> _Given task_:
Produce the listing below again, exactly as shown.

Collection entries
──────────

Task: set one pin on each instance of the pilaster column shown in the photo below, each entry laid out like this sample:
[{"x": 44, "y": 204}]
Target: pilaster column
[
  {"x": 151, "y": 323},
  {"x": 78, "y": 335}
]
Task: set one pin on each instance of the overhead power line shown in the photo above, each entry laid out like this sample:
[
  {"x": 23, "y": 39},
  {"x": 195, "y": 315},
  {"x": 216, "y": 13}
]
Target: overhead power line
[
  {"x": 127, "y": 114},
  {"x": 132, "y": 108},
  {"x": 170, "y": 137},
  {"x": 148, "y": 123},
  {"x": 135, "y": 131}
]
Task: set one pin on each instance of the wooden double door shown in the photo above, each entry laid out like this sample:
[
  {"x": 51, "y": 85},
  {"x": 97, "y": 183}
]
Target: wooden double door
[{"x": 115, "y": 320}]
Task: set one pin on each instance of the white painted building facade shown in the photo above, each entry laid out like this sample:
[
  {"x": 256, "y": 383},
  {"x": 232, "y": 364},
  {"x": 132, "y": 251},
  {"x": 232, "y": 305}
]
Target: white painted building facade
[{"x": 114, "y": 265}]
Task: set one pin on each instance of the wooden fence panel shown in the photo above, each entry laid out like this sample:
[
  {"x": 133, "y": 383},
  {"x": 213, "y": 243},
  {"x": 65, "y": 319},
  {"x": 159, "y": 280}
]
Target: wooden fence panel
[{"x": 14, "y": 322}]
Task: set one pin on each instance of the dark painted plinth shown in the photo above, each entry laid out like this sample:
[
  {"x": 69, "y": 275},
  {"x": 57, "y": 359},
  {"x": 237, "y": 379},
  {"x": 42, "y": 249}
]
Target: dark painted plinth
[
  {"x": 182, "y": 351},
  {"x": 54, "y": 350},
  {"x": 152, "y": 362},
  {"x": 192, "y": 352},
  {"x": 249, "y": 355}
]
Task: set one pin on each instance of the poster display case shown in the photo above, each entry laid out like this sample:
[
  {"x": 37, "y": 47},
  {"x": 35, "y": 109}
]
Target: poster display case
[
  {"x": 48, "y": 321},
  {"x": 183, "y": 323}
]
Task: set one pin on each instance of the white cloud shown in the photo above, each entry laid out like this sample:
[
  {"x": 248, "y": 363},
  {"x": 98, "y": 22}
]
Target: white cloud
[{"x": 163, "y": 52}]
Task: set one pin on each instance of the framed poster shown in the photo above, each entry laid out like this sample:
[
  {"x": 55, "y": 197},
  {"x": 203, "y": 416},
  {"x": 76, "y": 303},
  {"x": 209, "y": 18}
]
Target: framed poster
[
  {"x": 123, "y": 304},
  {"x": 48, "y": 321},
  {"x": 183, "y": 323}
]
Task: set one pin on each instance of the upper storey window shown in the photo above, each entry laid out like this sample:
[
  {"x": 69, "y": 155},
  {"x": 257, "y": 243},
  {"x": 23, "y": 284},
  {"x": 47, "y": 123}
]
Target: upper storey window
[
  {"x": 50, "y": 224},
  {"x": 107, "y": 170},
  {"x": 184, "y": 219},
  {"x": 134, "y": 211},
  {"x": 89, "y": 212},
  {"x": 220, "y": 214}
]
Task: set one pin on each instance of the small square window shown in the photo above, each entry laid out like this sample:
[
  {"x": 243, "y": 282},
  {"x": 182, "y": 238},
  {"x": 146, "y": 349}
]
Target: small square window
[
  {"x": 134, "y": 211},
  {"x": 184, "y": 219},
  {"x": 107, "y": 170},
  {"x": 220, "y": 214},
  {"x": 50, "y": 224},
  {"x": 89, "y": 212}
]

──────────

> _Task result_:
Task: set one pin on each instance of the pilaster column shown in the photo below, each entry laid out like this sample:
[{"x": 44, "y": 204}]
Target: pilaster column
[
  {"x": 151, "y": 323},
  {"x": 78, "y": 335}
]
Task: set one pin on each instance of the overhead power line shown in the photo above, each entry laid out like this sample:
[
  {"x": 23, "y": 39},
  {"x": 195, "y": 315},
  {"x": 216, "y": 13}
]
Target: overhead power line
[
  {"x": 127, "y": 114},
  {"x": 132, "y": 108},
  {"x": 170, "y": 137},
  {"x": 148, "y": 123},
  {"x": 135, "y": 131}
]
Task: set one pin on each instance of the wooden double door shown in the photo above, each entry laid out like this sample:
[
  {"x": 51, "y": 85},
  {"x": 97, "y": 183}
]
Target: wooden double door
[{"x": 115, "y": 320}]
Task: set one pin on each instance of the white painted building facade shown in the photo above, each entry laid out like this sample:
[
  {"x": 256, "y": 383},
  {"x": 232, "y": 364},
  {"x": 132, "y": 251},
  {"x": 232, "y": 305}
]
Target: white painted building facade
[{"x": 114, "y": 265}]
Task: set one pin on each instance of the wooden fence panel shown in the photo above, each entry laid out like this sample:
[
  {"x": 133, "y": 383},
  {"x": 213, "y": 243},
  {"x": 65, "y": 319},
  {"x": 159, "y": 280}
]
Target: wooden fence panel
[{"x": 14, "y": 322}]
Task: set one pin on each instance of the dark painted plinth shown in the photo above, each entry laid out like this sample:
[
  {"x": 69, "y": 275},
  {"x": 57, "y": 359},
  {"x": 237, "y": 379},
  {"x": 42, "y": 249}
]
Target: dark painted plinth
[
  {"x": 182, "y": 351},
  {"x": 54, "y": 350},
  {"x": 152, "y": 362},
  {"x": 192, "y": 352},
  {"x": 249, "y": 355}
]
Task: set one pin on each instance of the poster display case shown in the photo above, each entry laid out like this sample:
[
  {"x": 37, "y": 47},
  {"x": 35, "y": 109}
]
Target: poster display case
[
  {"x": 48, "y": 321},
  {"x": 183, "y": 323}
]
Task: set one pin on each instance of the white cloud shown in the photo above, each entry laid out like this sample:
[
  {"x": 248, "y": 363},
  {"x": 98, "y": 22}
]
Target: white cloud
[{"x": 163, "y": 52}]
Task: set one pin on each instance of the framed poster shown in the photo above, each entry laid out like this sample:
[
  {"x": 55, "y": 197},
  {"x": 203, "y": 416},
  {"x": 76, "y": 303},
  {"x": 209, "y": 18}
]
Target: framed poster
[
  {"x": 123, "y": 304},
  {"x": 48, "y": 321},
  {"x": 183, "y": 323}
]
Task: set one pin on each instance of the upper storey window shown in the photo above, each entry laid out like this sample:
[
  {"x": 69, "y": 155},
  {"x": 257, "y": 243},
  {"x": 23, "y": 284},
  {"x": 47, "y": 123}
]
Target: upper storey window
[
  {"x": 50, "y": 224},
  {"x": 107, "y": 170},
  {"x": 184, "y": 219},
  {"x": 134, "y": 211},
  {"x": 89, "y": 212},
  {"x": 220, "y": 214}
]
Task: set one pin on each instance of the small square window shown in the photo above, each entry laid out like this sample:
[
  {"x": 243, "y": 282},
  {"x": 182, "y": 238},
  {"x": 146, "y": 349}
]
Target: small square window
[
  {"x": 134, "y": 211},
  {"x": 184, "y": 219},
  {"x": 107, "y": 170},
  {"x": 220, "y": 214},
  {"x": 50, "y": 224},
  {"x": 89, "y": 212}
]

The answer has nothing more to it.